▸ **TASK GOAL**: Repeat all entries exactly.

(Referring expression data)
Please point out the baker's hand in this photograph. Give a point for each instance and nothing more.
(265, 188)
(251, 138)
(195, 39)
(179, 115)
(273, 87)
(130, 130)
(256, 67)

▸ **EXERCISE OUTPUT**:
Please point out the baker's hand in this photograph. Give a point for each instance and nothing more.
(265, 188)
(251, 138)
(195, 39)
(179, 115)
(273, 87)
(130, 130)
(256, 67)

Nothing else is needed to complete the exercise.